TO DO
**a)** Please rewrite the baseball report starting with "Lopez was named" and going on through "went virtually unnoticed.", putting "favorite" in place of "front-runner".
**b)** Continue the baseball report from the point where it stops.

EXTRACT PROVIDED
-------

Manager Mike Hargrove said a decision would come after Lopez throws in the bullpen for pitching coach Mark Wiley. Lopez has one start remaining, with his scheduled turn falling on Wednesday in Toronto.
The Orioles are concerned about Lopez's high innings total and decreased effectiveness. Lopez has lost three of his past four decisions, leaving him 15-7 with a 3.56 ERA. In his previous appearance, the Toronto Blue Jays battered him for five earned runs and nine hits in 3 1/3 innings.
Lopez estimated that he pitched 130 innings during the winter league season. He's thrown 189 2/3 with the Orioles to lead the staff.
"If we don't feel that we're risking an injury from fatigue, maybe we'll run him out there," Hargrove said. "But his last start raised a red flag."
Lopez was named the American League's top rookie for July after going 6-0 with a 2.57 ERA. He's 3-5 with a 5.07 ERA in nine starts since the beginning of August, perhaps allowing Toronto's Eric Hinske to become the front-runner for AL Rookie of the Year honors.
Lopez said he has been receiving interview requests from the media in his native country because he's tied with former Milwaukee Brewer Teddy Higuera for most victories by a Mexican rookie pitcher.
Win still eludes Hentgen
With Mike Bordick getting all the attention Friday for breaking Rey Ordonez's record for consecutive errorless games by a shortstop, Pat Hentgen's six-inning start went virtually unnoticed.
Making his third appearance since ligament-transplant surgery on his elbow, Hentgen allowed four runs in a 4-2 loss to the Boston Red Sox. Nomar Garciaparra broke a 1-1 tie in the fifth with a two-run double after Hentgen walked the bases loaded, and Cliff Floyd homered in the sixth. Hentgen struck out seven, retired 11 in a row after a run-scoring single by Manny Ramirez in the first, and reached 90 mph with his fastball.
Though encouraged by the way his arm is responding, Hentgen has tired of waiting for his first victory since May 2001.
"I'd be lying if I said I didn't care about the results," he said. "I'm 0-3 and I've got a 7-something ERA [7.88]. I'm very disappointed in the results and the way I've thrown."
As the pitcher of record, at least Hentgen could share in Bordick's record-setting night.
"He deserves all the credit he gets because he's a hard worker. It couldn't happen to a better person," Hentgen said.

-------

RECORDED INFORMATION
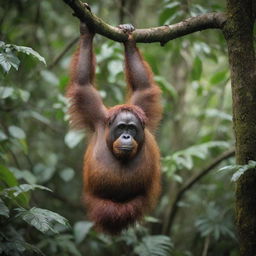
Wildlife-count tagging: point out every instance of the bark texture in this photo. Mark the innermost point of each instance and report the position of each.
(238, 32)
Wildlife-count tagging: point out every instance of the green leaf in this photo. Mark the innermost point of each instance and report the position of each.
(166, 86)
(29, 51)
(197, 69)
(16, 132)
(168, 12)
(158, 245)
(4, 210)
(240, 169)
(81, 229)
(41, 219)
(17, 190)
(67, 174)
(43, 173)
(24, 174)
(49, 77)
(8, 60)
(7, 177)
(72, 138)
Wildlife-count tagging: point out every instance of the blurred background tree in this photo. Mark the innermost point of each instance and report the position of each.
(39, 153)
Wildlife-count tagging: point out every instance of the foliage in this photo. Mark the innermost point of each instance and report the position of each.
(41, 159)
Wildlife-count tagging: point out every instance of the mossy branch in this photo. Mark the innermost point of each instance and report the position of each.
(161, 34)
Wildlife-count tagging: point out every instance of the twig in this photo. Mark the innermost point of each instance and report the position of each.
(189, 184)
(161, 34)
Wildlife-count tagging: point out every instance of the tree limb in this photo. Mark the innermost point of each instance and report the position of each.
(161, 34)
(190, 183)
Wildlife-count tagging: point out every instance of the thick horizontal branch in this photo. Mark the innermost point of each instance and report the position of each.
(161, 34)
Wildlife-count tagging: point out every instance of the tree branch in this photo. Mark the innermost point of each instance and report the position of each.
(161, 34)
(190, 183)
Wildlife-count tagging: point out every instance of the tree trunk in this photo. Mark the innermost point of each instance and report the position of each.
(238, 32)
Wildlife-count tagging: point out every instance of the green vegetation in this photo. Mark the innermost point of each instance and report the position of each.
(41, 210)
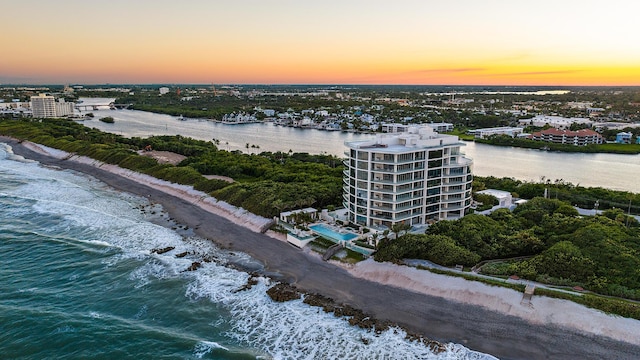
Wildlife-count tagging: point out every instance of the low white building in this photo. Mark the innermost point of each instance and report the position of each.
(557, 122)
(505, 200)
(504, 130)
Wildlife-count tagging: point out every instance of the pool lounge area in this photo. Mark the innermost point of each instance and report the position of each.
(333, 234)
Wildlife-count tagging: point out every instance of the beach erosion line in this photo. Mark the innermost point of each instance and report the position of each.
(541, 311)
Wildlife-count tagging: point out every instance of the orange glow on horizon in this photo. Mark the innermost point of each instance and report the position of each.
(355, 42)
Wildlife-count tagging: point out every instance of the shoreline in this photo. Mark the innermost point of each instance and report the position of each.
(439, 307)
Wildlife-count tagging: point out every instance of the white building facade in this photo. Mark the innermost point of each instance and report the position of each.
(414, 177)
(43, 106)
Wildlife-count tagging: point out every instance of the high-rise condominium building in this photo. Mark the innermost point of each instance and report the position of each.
(414, 177)
(43, 106)
(46, 106)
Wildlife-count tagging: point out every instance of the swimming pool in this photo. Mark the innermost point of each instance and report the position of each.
(331, 234)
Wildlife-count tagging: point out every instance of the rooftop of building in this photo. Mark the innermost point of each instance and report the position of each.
(417, 137)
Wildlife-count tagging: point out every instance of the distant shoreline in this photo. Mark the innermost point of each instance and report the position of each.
(448, 309)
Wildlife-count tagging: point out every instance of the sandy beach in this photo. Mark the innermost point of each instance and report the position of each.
(483, 318)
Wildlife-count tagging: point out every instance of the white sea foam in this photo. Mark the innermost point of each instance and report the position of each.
(204, 347)
(294, 330)
(291, 330)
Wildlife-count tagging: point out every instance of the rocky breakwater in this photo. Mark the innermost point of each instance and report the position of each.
(283, 292)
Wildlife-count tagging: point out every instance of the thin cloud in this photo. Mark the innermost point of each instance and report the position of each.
(536, 73)
(447, 71)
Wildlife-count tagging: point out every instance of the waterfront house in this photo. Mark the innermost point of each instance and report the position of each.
(578, 138)
(504, 130)
(505, 199)
(623, 137)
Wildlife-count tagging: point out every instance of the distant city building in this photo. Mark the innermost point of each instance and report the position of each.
(579, 138)
(557, 122)
(400, 128)
(505, 199)
(612, 125)
(43, 106)
(624, 138)
(505, 130)
(412, 177)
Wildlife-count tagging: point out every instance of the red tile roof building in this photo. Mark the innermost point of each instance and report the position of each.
(579, 138)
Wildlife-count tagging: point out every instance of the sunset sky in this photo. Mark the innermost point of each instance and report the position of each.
(464, 42)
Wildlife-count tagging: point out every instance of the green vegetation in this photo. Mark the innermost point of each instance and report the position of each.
(584, 197)
(600, 253)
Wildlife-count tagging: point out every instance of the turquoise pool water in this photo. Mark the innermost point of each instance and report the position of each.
(326, 231)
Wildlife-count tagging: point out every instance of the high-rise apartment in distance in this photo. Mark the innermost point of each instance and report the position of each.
(44, 106)
(412, 177)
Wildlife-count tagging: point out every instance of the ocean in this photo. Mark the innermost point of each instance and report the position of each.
(80, 279)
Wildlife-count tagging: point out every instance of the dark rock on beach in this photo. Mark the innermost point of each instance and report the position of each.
(163, 250)
(283, 292)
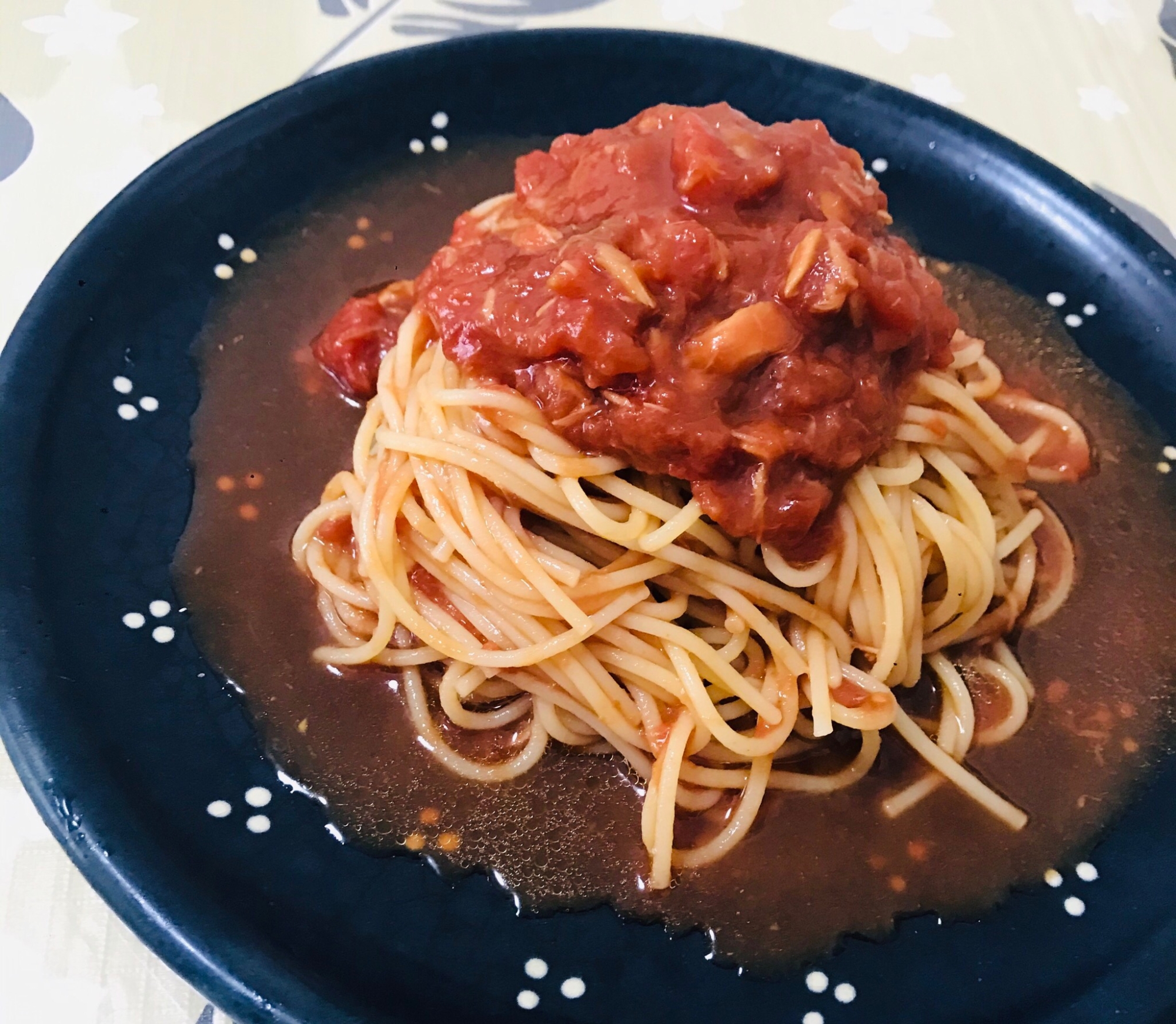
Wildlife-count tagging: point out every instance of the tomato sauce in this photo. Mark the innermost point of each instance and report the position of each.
(694, 292)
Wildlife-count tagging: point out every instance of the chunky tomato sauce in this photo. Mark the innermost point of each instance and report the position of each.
(694, 292)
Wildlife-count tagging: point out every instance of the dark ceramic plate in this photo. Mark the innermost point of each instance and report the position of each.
(123, 742)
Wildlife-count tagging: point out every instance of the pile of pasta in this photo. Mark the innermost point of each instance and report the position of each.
(566, 597)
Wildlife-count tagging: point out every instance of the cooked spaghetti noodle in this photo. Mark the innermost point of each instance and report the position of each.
(574, 599)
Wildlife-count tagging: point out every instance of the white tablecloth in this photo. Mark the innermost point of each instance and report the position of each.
(93, 91)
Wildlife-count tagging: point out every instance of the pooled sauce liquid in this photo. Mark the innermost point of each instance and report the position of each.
(271, 431)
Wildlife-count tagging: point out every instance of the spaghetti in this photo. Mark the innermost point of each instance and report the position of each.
(572, 598)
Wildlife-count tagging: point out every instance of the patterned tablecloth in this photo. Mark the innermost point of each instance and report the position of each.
(93, 91)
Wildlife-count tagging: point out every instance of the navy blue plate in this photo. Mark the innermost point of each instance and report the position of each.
(123, 742)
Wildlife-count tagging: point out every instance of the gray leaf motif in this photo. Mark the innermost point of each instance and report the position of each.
(1168, 26)
(1168, 18)
(489, 16)
(339, 9)
(16, 138)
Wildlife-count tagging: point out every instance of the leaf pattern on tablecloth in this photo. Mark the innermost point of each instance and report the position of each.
(473, 17)
(16, 138)
(339, 9)
(1168, 30)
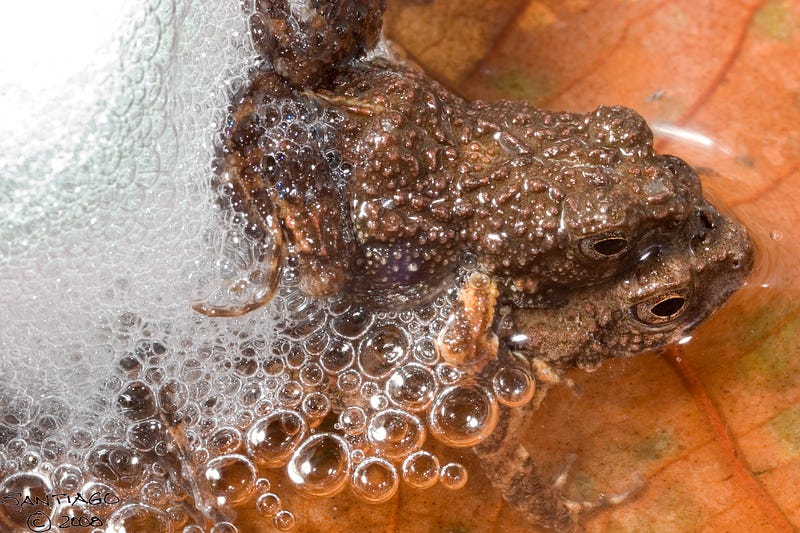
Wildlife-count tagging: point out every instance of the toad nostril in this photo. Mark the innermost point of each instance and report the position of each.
(610, 246)
(668, 307)
(706, 219)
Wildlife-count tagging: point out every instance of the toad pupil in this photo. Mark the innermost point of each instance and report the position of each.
(463, 256)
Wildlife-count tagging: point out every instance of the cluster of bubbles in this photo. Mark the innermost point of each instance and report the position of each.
(111, 387)
(188, 425)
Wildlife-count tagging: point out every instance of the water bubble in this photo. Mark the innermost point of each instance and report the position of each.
(290, 394)
(18, 489)
(353, 323)
(263, 485)
(448, 374)
(230, 479)
(178, 515)
(375, 480)
(412, 387)
(223, 527)
(311, 374)
(337, 358)
(463, 415)
(54, 449)
(268, 504)
(316, 405)
(513, 386)
(395, 433)
(225, 440)
(348, 381)
(272, 439)
(67, 477)
(30, 460)
(155, 493)
(384, 347)
(352, 420)
(317, 342)
(421, 469)
(139, 518)
(453, 476)
(137, 401)
(144, 435)
(120, 466)
(321, 466)
(357, 455)
(284, 520)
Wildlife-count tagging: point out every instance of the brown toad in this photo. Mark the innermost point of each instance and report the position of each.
(570, 239)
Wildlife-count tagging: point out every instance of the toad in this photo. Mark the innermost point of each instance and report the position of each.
(569, 238)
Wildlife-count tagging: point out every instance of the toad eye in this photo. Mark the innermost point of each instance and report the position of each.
(604, 246)
(661, 309)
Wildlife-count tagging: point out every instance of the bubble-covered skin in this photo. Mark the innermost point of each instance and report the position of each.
(175, 424)
(593, 245)
(416, 177)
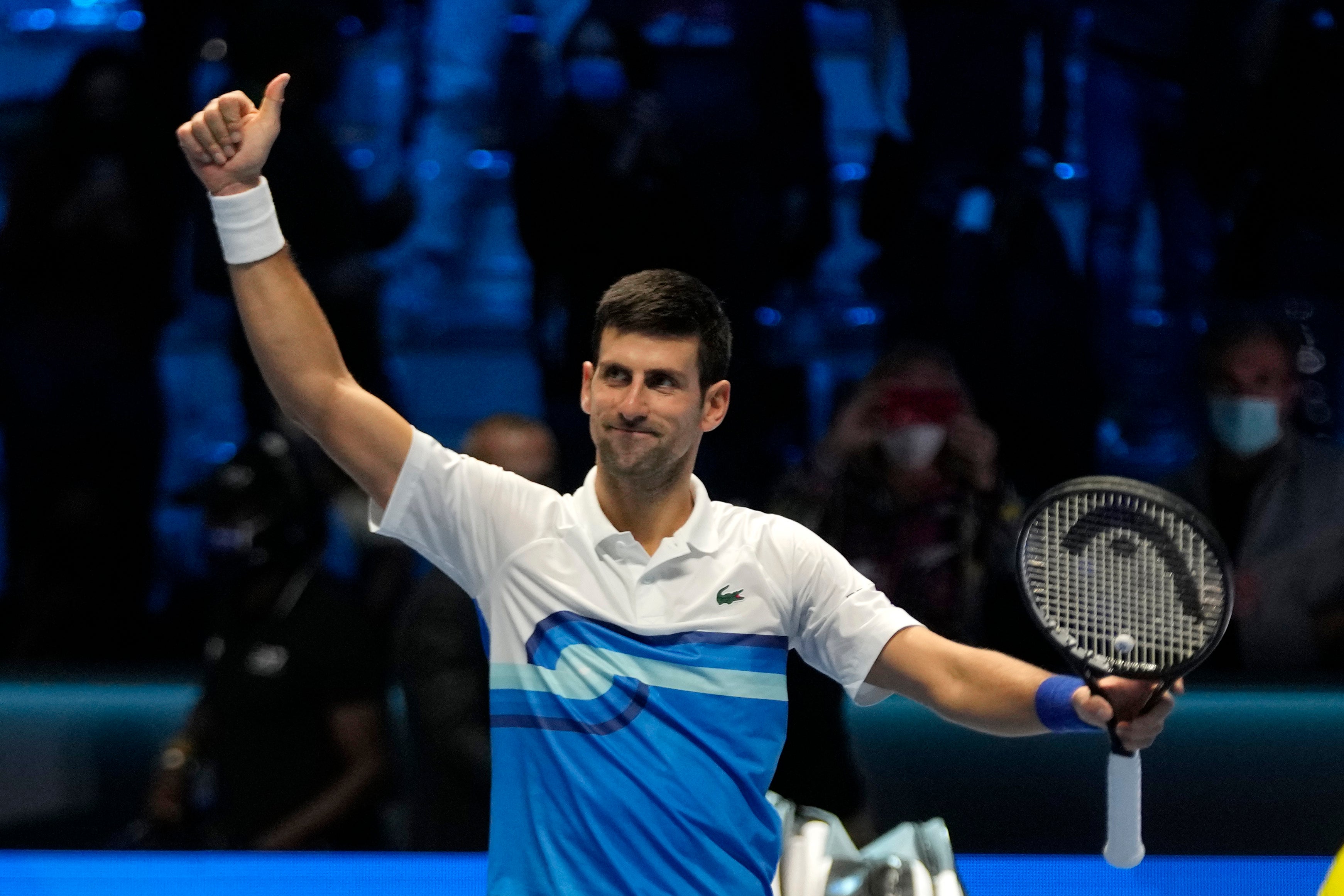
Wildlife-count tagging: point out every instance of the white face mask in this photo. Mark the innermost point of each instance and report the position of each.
(915, 446)
(1244, 425)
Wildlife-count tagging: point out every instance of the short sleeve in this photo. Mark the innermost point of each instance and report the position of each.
(840, 621)
(463, 515)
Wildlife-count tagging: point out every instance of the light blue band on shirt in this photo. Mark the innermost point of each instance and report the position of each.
(584, 672)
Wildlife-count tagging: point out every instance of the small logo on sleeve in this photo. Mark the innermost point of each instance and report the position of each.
(726, 597)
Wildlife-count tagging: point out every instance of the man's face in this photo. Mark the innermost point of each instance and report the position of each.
(1257, 369)
(644, 405)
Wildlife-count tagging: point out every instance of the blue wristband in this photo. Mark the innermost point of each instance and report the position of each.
(1055, 706)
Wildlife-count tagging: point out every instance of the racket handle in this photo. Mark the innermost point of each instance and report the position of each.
(1124, 812)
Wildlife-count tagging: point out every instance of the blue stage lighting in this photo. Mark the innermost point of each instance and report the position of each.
(768, 316)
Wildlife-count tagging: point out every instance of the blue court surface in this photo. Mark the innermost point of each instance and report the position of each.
(47, 874)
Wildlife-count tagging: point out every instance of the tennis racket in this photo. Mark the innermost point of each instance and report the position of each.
(1127, 581)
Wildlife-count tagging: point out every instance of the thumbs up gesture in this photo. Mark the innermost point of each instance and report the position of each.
(228, 143)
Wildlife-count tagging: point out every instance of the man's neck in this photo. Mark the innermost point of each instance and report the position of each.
(648, 512)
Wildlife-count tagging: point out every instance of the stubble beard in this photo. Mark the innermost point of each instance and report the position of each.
(651, 472)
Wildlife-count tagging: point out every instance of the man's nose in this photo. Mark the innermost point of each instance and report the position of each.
(635, 404)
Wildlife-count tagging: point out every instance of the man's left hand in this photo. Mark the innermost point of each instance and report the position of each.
(1126, 698)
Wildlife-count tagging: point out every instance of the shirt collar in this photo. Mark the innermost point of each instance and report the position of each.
(699, 531)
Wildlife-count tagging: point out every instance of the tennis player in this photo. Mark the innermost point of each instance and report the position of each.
(637, 631)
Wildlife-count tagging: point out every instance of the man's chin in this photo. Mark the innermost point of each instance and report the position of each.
(632, 464)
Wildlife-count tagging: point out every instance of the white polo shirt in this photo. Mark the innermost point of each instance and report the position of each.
(637, 704)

-------

ANSWERS FOR THIS EXERCISE
**a)**
Lopez was named the American League's top rookie for July after going 6-0 with a 2.57 ERA. He's 3-5 with a 5.07 ERA in nine starts since the beginning of August, perhaps allowing Toronto's Eric Hinske to become the favorite for AL Rookie of the Year honors.
Lopez said he has been receiving interview requests from the media in his native country because he's tied with former Milwaukee Brewer Teddy Higuera for most victories by a Mexican rookie pitcher.
Win still eludes Hentgen
With Mike Bordick getting all the attention Friday for breaking Rey Ordonez's record for consecutive errorless games by a shortstop, Pat Hentgen's six-inning start went virtually unnoticed.

**b)**
Changes to the Orioles' minor-league department already have taken place, with four coaches being dismissed after the affiliates concluded their seasons.
Triple-A pitching coach Grant Jackson, Double-A Bowie field coach Frank Klebe, Single-A Delmarva field coach Bobby Rodriguez and Gulf Coast pitching coach Ray Loya won't return in 2003. Jackson, a former Orioles reliever, had completed his first season at Rochester, which will be affiliated with the Minnesota Twins next year.
Don Buford, director of minor-league operations, is expected to meet with majority owner Peter Angelos this week. Buford's contract expires after the season.
Even a casual Orioles fan probably knows that Buddy Groom is approaching his 70th appearance, needing two more to reach it for the seventh consecutive season. He shares the record with Arizona's Mike Myers.
But how many people know his first name?
The left-hander is named after his father, Wedsel Groom. The nickname came from his older brother, who referred to Groom as his "little buddy."
"From the stories I've heard, my grandmother and her best friend were pregnant at the same time," Groom said. "If her friend had a boy, she was going to name him Wedsel, but she had a girl. My grandmother had my dad and used that name."
Groom's the second-born son in the family, but his older brother became Weylin. Buddy was known by his nickname through his school-age years.
"The only time it came out as Wedsel was during graduation," he said.
Around the horn
Boston's Johnny Damon got his team-high 30th steal, but also was picked off first base. ... The Orioles have not had a save opportunity since Aug. 23.